[What this exercise asks]:
a - In the passage on SIMSOLID's meshless FEA, what does meshing subdivide complex geometry into?
b - Retype the part of the SIMSOLID passage between "SIMSOLID, a new" and "the company writes.", inclusive.

[Passage to read]:
A Quick Look at SIMSOLID's Meshless FEA

For many, geometry cleanup and meshing represent the necessary chores of finite element analysis (FEA). The two are interrelated. Meshing is, to put it simply, subdividing complex geometry into hundreds of thousands of small cells for analysis. It's generally a step that's compute-intensive and can bring a typical desktop machine to its knees. In the conventional approach, you remove the minor details (like holes and rounded corners) not essential to the analysis to reduce the computation burden. The simpler the geometry, the faster the meshing will go. But geometry cleanup is often a manual process. Even with simulation software that can automatically identify the minor features fit for removal, you still must review and confirm the software's suggested edits. Furthermore, if you're not sure how the exclusion of certain details might affect the accuracy of the results, you could be stumped.

SIMSOLID, a new simulation program that came online earlier this year, sets out to skip both -- "no geometry editing, no meshing," the company writes.

[Given data]:

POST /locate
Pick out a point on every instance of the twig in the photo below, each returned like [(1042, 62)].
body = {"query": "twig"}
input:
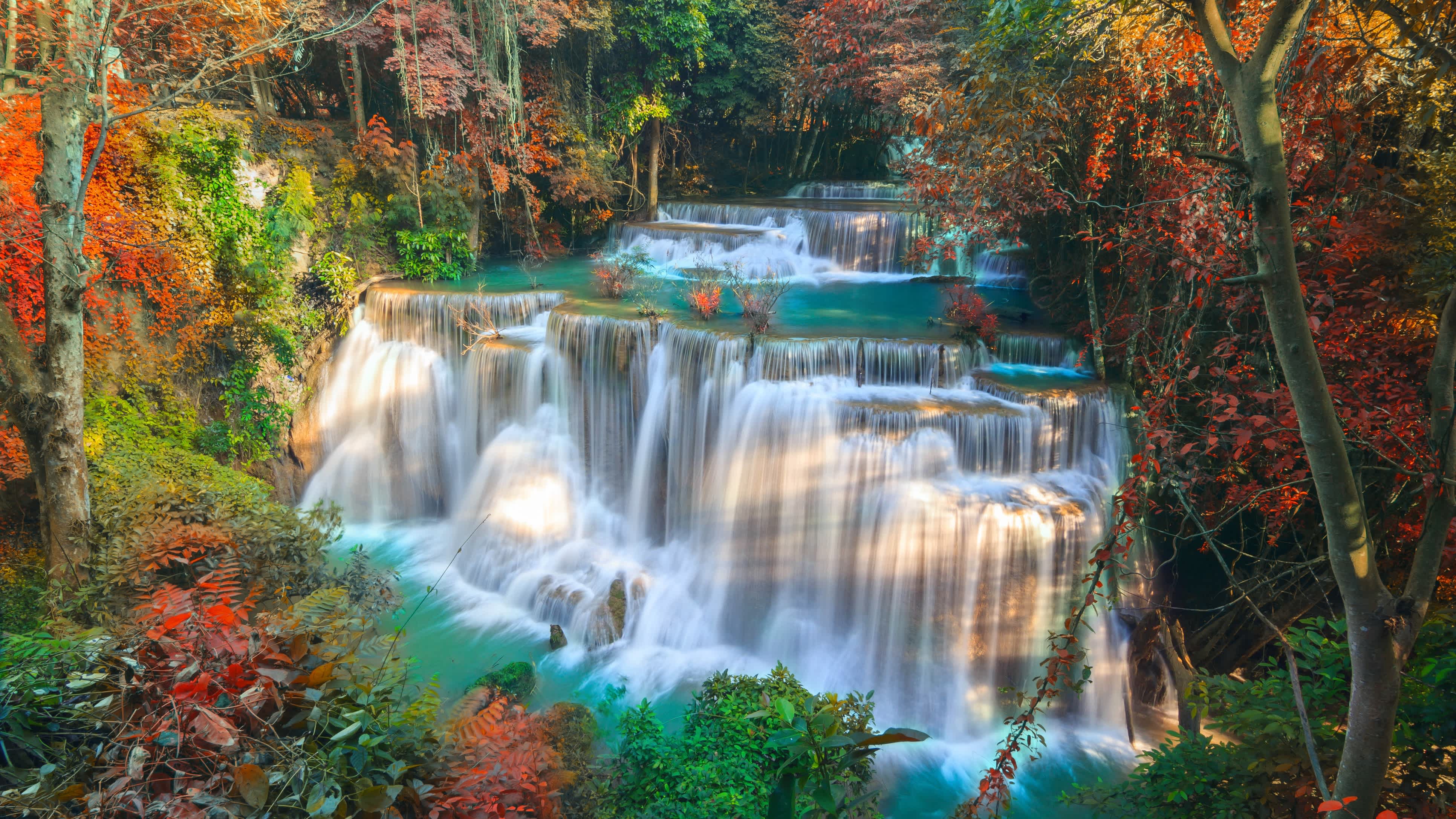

==

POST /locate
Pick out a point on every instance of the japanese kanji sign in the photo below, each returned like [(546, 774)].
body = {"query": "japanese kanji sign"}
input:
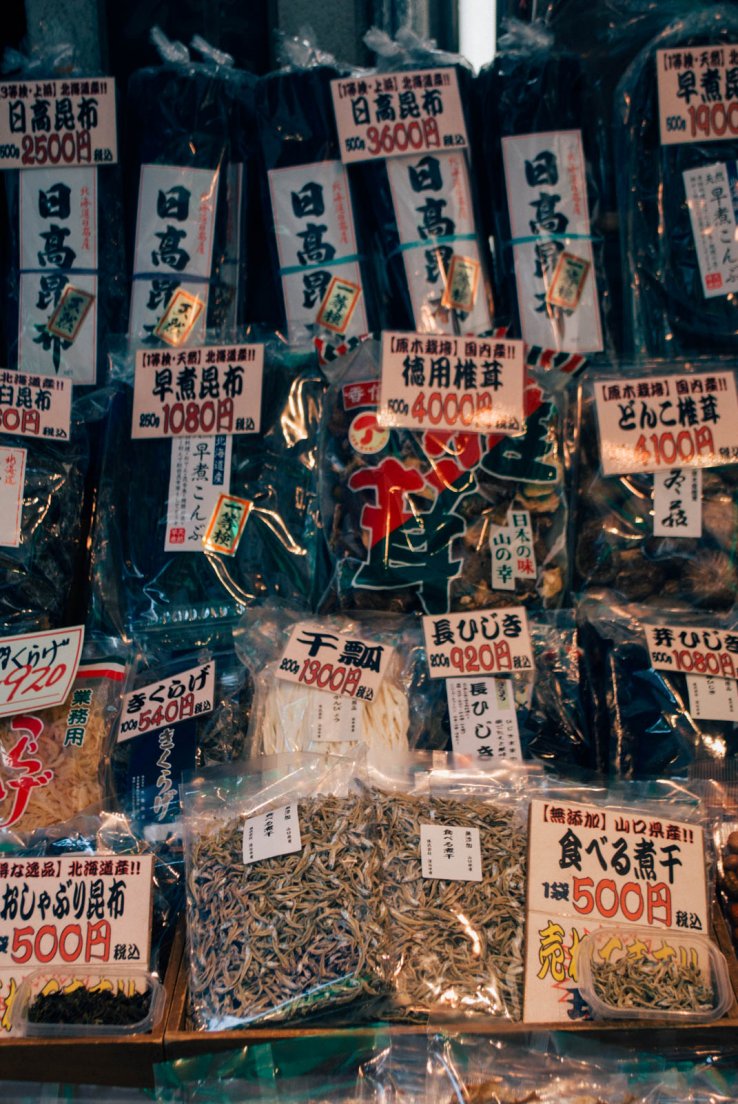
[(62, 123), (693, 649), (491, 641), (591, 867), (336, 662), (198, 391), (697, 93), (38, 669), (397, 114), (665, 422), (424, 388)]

--

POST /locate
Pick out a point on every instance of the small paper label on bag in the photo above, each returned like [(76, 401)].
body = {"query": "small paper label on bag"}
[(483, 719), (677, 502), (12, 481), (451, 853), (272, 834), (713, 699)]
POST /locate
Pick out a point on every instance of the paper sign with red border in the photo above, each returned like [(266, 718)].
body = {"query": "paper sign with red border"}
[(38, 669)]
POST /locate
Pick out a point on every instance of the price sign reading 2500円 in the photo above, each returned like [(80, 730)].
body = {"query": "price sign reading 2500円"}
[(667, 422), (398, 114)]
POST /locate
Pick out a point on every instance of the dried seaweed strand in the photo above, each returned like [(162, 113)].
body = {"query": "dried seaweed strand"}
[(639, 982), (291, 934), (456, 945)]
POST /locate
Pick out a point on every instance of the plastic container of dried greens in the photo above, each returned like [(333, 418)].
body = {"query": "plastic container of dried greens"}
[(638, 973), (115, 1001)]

[Per-task outputs]:
a - Hundreds of thousands of small cells for analysis.

b -
SIMSOLID, a new simulation program that came online earlier this year, sets out to skip both -- "no geometry editing, no meshing," the company writes.